Brano da leggere:
----------------

23. Sergej Monja (SF, 202 cm, Portland Trail Blazers)
Monja chiude il terzetto di russi scelti in fila dal n. 21 al n. 23, le cui carriere NBA sono state una più fallimentare dell’altra. Il “gemellino” di Khryapa (cresciuti insieme nel Saratov e passati insieme al CSKA) viene scelto proprio dai Blazers, dove arriverà poco dopo il suo ex e allo stesso tempo nuovo compagno di squadra. Monja però è ancora meno pronto del suo connazionale a calcare i parquet americani, e viene quindi ceduto ai Kings dopo sole 23 gare (3,3 punti e 2,2 rimbalzi in 14,6 minuti). A Sacramento va ancora peggio (solo 3 volte in campo per 7 minuti in totale) e a fine anno il russo, dopo aver assaggiato anche la D-League, decide di tornare a Mosca, stavolta con la casacca della Dynamo. Vi rimane per quattro stagioni, per poi passare al Khimki, dove gioca tutt’ora e con cui ha vinto due Eurocup e un titolo VTB. Con la Nazionale russa vanta lo stesso palmarès di Khryapa: un oro e un bronzo europei e un bronzo olimpico.

David Harrison insieme a Fred Jones, altra meteora dei Pacers (Foto: businessinsider.com)

David Harrison insieme a Fred Jones, altra meteora dei Pacers (Foto: businessinsider.com)

29. David Harrison (C, 213 cm, Indiana Pacers)

----------------

Voci di annotazione con coordinate
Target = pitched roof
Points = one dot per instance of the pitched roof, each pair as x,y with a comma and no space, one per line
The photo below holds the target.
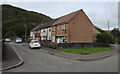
44,25
35,28
95,30
66,18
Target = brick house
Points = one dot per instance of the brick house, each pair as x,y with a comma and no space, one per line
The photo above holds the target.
75,27
43,31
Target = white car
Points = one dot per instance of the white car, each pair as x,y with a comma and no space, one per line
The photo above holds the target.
7,40
18,40
35,44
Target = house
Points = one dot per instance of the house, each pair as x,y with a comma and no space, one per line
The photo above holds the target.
33,33
75,27
43,31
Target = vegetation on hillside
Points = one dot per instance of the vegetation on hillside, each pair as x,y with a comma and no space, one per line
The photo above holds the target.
14,19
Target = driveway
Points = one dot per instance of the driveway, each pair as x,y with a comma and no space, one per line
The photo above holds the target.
36,60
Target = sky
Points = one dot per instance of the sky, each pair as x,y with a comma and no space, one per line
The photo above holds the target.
98,12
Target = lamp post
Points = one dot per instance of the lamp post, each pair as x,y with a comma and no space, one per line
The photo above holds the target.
25,32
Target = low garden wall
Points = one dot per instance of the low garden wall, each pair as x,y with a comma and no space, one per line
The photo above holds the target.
73,45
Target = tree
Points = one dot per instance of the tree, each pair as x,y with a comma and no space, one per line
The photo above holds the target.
115,32
104,38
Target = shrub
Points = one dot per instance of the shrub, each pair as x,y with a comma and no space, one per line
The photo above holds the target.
104,38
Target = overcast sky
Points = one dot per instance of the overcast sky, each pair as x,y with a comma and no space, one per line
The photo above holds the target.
98,12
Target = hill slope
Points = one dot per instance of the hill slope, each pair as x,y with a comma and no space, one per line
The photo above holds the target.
14,19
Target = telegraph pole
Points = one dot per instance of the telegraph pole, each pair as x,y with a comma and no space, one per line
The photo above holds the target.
108,28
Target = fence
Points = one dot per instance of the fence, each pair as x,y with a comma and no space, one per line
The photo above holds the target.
73,45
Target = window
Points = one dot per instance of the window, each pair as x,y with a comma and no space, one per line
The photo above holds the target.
64,27
38,31
53,29
49,30
58,28
43,30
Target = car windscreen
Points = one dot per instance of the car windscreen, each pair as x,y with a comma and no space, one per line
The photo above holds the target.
35,41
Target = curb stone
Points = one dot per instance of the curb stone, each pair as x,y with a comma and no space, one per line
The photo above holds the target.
16,65
78,59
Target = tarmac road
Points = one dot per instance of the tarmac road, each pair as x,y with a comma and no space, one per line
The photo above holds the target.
39,61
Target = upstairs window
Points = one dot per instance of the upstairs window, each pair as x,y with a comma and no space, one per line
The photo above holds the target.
53,29
64,27
49,30
58,28
44,30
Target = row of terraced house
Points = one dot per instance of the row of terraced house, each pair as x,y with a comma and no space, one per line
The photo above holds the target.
75,27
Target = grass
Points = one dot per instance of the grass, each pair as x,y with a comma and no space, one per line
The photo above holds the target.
85,50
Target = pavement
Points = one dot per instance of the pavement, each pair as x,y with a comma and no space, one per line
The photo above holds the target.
80,57
11,58
36,60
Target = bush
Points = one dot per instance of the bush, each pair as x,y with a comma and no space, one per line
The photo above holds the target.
104,38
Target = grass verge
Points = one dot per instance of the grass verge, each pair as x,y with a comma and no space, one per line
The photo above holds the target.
85,50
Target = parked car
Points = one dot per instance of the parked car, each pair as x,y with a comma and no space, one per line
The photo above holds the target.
34,44
7,39
18,40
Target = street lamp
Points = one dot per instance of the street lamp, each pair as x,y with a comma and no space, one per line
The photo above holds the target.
25,32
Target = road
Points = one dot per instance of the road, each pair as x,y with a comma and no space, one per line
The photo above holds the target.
36,60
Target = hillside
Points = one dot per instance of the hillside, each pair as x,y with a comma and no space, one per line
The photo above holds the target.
14,19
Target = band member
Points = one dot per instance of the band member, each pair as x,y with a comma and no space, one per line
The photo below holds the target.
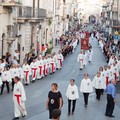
52,65
80,59
55,59
34,68
59,60
6,78
26,73
19,99
45,69
98,84
106,76
20,70
110,89
54,100
72,95
40,68
90,54
86,88
14,72
115,71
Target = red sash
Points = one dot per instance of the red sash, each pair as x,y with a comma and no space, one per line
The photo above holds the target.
18,100
40,70
107,81
26,72
34,72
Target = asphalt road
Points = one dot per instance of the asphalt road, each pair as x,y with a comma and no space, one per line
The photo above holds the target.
37,92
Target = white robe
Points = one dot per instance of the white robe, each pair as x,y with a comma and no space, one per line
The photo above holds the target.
59,61
34,69
26,73
0,81
90,54
19,99
52,65
98,83
6,76
40,69
20,70
80,59
72,92
14,72
86,86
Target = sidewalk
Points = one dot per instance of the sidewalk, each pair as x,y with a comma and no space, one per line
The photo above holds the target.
56,49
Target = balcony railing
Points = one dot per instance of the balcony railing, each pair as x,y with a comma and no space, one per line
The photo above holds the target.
25,12
40,13
115,23
12,3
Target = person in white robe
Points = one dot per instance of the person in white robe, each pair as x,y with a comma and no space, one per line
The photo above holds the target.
6,79
90,55
98,84
19,98
40,68
106,76
85,60
45,70
20,70
86,88
52,65
55,59
115,71
72,95
59,60
26,73
34,69
14,72
80,59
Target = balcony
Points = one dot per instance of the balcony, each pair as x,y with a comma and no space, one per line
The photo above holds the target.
26,13
10,3
11,33
40,14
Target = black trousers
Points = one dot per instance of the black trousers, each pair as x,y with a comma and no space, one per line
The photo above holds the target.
110,105
98,93
13,84
73,105
86,98
7,85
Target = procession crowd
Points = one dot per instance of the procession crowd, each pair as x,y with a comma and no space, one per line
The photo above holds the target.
37,67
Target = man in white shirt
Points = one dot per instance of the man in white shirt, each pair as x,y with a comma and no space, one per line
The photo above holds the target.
80,59
19,99
72,95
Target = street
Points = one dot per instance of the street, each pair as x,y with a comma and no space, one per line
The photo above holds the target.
37,92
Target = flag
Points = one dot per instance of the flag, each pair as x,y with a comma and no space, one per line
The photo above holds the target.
85,44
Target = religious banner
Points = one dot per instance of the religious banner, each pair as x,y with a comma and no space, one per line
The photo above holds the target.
85,44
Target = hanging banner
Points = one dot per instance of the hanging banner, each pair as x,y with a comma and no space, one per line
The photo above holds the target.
85,44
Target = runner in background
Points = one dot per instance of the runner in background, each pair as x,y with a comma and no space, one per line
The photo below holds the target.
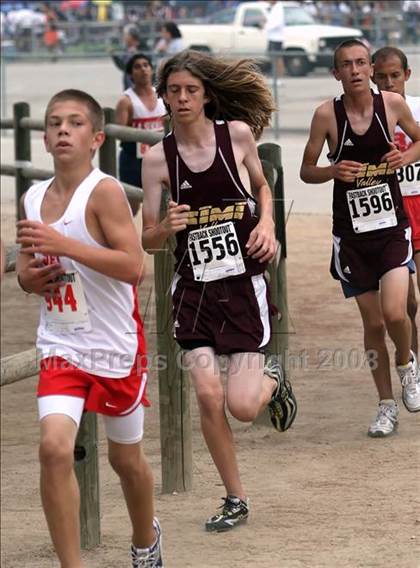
139,107
371,236
390,73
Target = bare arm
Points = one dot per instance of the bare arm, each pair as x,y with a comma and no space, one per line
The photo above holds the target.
124,111
405,120
123,260
154,176
33,275
262,242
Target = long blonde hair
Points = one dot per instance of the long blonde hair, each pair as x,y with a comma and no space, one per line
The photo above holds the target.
236,89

----------------

Obiettivo dichiarato:
Rispondi alle seguenti domande sul brano dedicato a Sergej Monja.
(a) Dopo quante gare con i Blazers Monja viene ceduto ai Kings?
(b) Per quante stagioni rimane alla Dynamo?
(c) Che cosa ha vinto con il Khimki?
Le voci provengono da un'altra fonte.

Soluzione proposta:
(a) Dopo 23 gare.
(b) Per quattro stagioni.
(c) Due Eurocup e un titolo VTB.